In article <5655@skye.ed.ac.uk> 
jeff@aiai.UUCP (Jeff Dalton) writes:

>In article <1991Nov17.190935.5546@husc3.harvard.edu> 
zeleny@brauer.harvard.edu (Mikhail Zeleny) writes:

MZ:
>>                        It's well known that classical model-theoretic
>>semantics is incapable of fully characterizing reference; hence it is
>>incapable of sufficiently constraining any derived operational criteria
>>that purport to implement what you call the ``AI notion of success of
>>reference''.  (See e.g. an overview in Lakoff's ``Women, Fire, and
>>Dangerous Things'', chapter 15.)

JD:
>This is, of course, a ref to Putnam's argument.  I hope the Putnam
>thread has not died.  I sent something explaining my " Putnam has _an_
>answer to the "cats and cherries" argument", but that's the last I've
>seen.

My fault: I've been ill, and had to miss Putnam's seminar twice;
furthermore, having been involved in a shooting war with strong AI
fanatics, I haven't had time to participate in a reasoned discussion...
Excuses, excuses...

JD:
>I've received e-mail on that posting and apologize for not
>replying.  There's been trouble with the UK internet link,
>and I didn't want to add to the backlog (or have my message
>get lost).

Please duplicate to my e-mail address, and I'll do likewise.

JD:
>I raised two issues:
>
>1. If Putnam's argument is correct, how does he think we all end
>   up using more or less the same language, with the same references?
>   Or does he think we might be using widely differing reference
>   relations? 

I really can't speak for Putnam, as my use of his argument represents a
metaphysical realist d\'etournement, with whose conclusions he most
certainly would disagree.  Note that when he says that metaphysical realism
is incoherent, he means merely that it contradicts his intuition.  Since I
have my own intuition to contend with, I hope you would excuse me for not
paying heed to someone else's.

JD:
>2. If it were possible for people to use very different reference
>   relations without it being detectable, isn't it much more likely
>   that they'd use relations where the difference could be detected
>   in some cases but not in others.

I don't think that Putnam, or, for that matter, anyone else actively
involved in professional discussion of semantical issues, is actually
suggesting that such variation in reference occurs in practice; on the
other hand, how to explain such referential stability is an open question.
It appears that the Frege-Church theory is the only one among presently
known approaches to the problem of reference, that is capable of adequately
addressing the issue of stability of reference.  The problem is, how to
give a theory of mind that would explain our cognitive grasp of infinite
hierarchies of intensions.  I believe that I have an approach to this
problem, based on Spinoza's double aspect theory.

>Re 2 I received mail suggesting that people often do use different
>reference relations.  I think it is the case that people often 
>use different meanings for words, but this doesn't seem to happen
>for words like dog, cat, mat, etc.  The differences there are
>fairly minor, but why?  Why do we (almost?) never encounter someone
>who uses "cat" to refer to cherry?

Why indeed.

>-- jeff

I include a summary of my position on this issue.

> **Task to complete**
Pick up the newsgroup post above on Putnam's argument about reference after its last sentence and keep writing it.

> **Supplied material**
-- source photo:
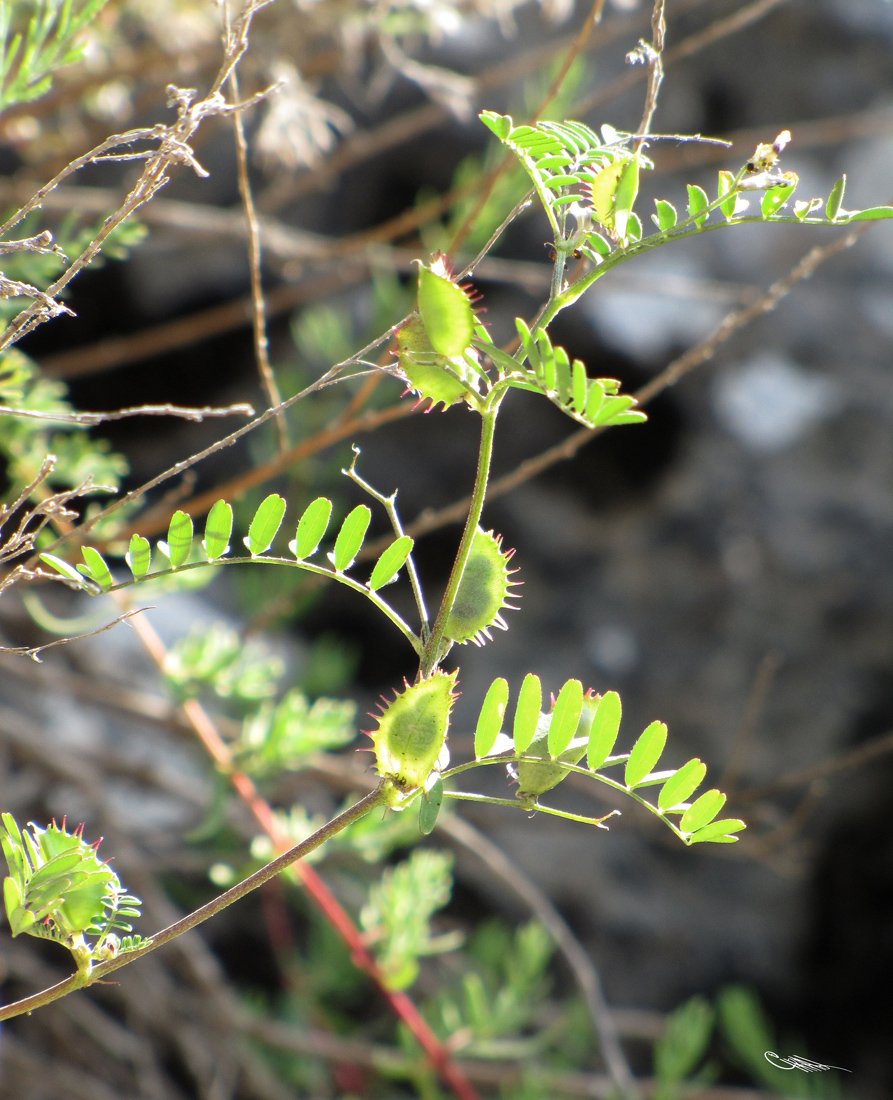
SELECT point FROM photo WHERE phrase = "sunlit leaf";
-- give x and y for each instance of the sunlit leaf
(681, 784)
(665, 216)
(267, 520)
(702, 811)
(489, 721)
(429, 806)
(311, 527)
(96, 568)
(606, 725)
(718, 832)
(390, 562)
(179, 539)
(527, 712)
(836, 198)
(63, 567)
(350, 538)
(645, 755)
(565, 717)
(697, 201)
(218, 529)
(139, 556)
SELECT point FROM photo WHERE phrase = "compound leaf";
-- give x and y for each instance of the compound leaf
(645, 755)
(565, 717)
(350, 538)
(390, 562)
(606, 725)
(311, 527)
(267, 519)
(179, 539)
(527, 712)
(703, 811)
(218, 529)
(489, 721)
(681, 784)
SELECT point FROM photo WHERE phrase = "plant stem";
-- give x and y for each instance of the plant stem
(433, 650)
(193, 920)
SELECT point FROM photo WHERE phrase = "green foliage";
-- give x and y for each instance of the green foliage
(411, 733)
(679, 1052)
(483, 592)
(548, 746)
(36, 40)
(397, 916)
(59, 889)
(25, 441)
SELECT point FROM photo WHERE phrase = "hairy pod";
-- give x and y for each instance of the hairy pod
(412, 730)
(483, 591)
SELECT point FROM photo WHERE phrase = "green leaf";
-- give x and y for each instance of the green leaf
(624, 198)
(491, 719)
(218, 529)
(565, 716)
(429, 806)
(680, 785)
(606, 725)
(718, 832)
(500, 124)
(96, 568)
(179, 539)
(645, 755)
(697, 201)
(139, 557)
(267, 520)
(529, 345)
(602, 190)
(311, 527)
(703, 811)
(727, 207)
(62, 567)
(390, 562)
(665, 217)
(350, 538)
(836, 198)
(774, 198)
(580, 386)
(872, 213)
(527, 712)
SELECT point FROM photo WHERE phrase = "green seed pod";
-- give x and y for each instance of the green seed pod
(425, 370)
(445, 308)
(483, 592)
(535, 778)
(412, 730)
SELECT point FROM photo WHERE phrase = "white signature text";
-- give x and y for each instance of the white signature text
(794, 1062)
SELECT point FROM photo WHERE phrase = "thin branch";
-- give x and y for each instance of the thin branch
(651, 55)
(176, 410)
(749, 13)
(258, 312)
(34, 651)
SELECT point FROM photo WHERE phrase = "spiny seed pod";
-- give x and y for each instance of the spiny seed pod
(445, 308)
(426, 372)
(535, 778)
(412, 729)
(483, 591)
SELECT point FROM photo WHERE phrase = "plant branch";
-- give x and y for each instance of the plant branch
(198, 916)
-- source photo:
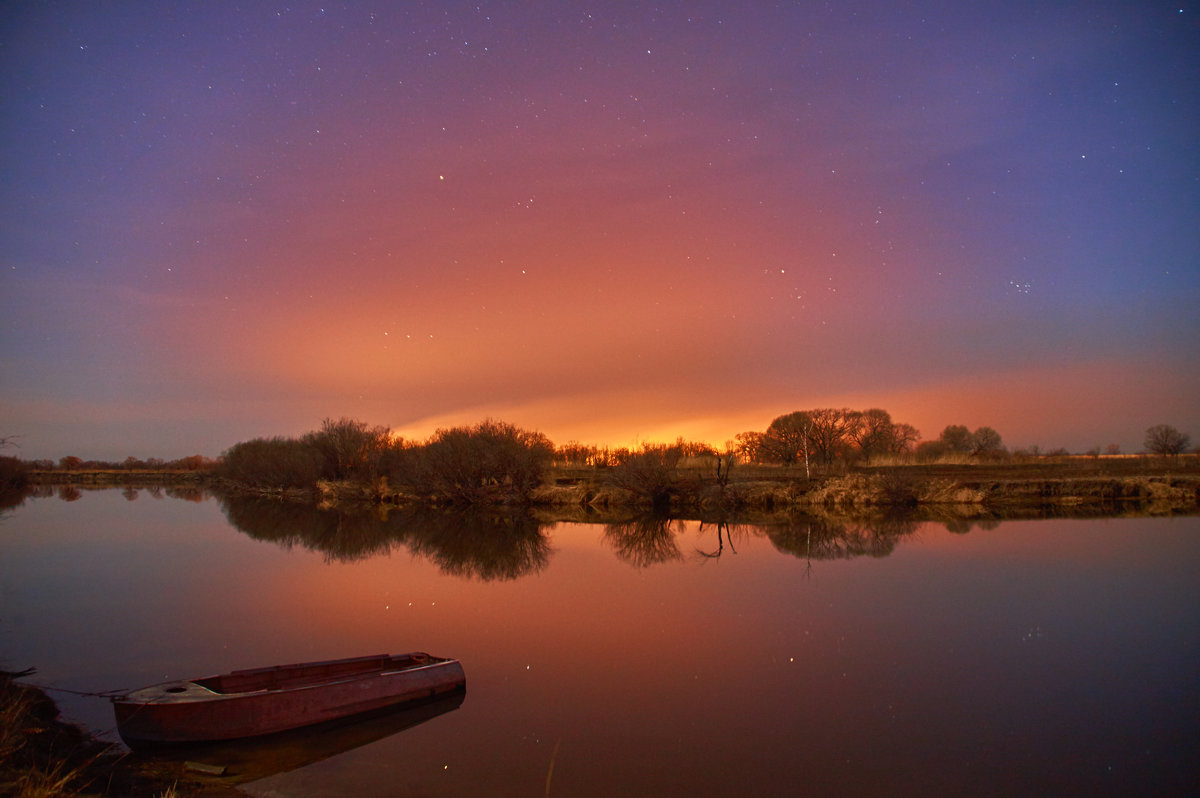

> **Task output**
In setting up model-theoretic semantics we are motivated by a desire to
explain the name relation; thus none can be assumed to hold a priori, but
must be substantiated on semantical grounds alone.  Now, Davidson's
model-theoretic semantics takes the set of sentences as the framework
against which we are modeling everything; the meaning of the said sentences
is taken as the set of their truth-conditions.  Whence, not surprisingly,
Putnam's result; question is, does it succeed beyond refuting his own
extensionalist preferences?  Given that the argument estabilishes that
truth-conditions are not sufficient to fix the meanings of predicates and
individual constants in the model, it seems that the most reasonable course
of action consists in adopting an intensional (i.e. Fregean) theory of
meaning; yet Putnam dismisses such theories as incoherent with nary an
argument.  Since his dismissal is often based on an appeal to Quine's
objections to intensional entities, such as propositions and concepts, it's
relevant that the latter can be reconstrued to apply equally well to the
extensional ones, like truth-values and material objects that our noun
phrases refer to.  Yet Putnam is unwilling to abandon the notion of truth
and reference,\footnote{See ``Representation and Reality'', pp. 60ff.} and
so hedges his skepticism on a crucial point.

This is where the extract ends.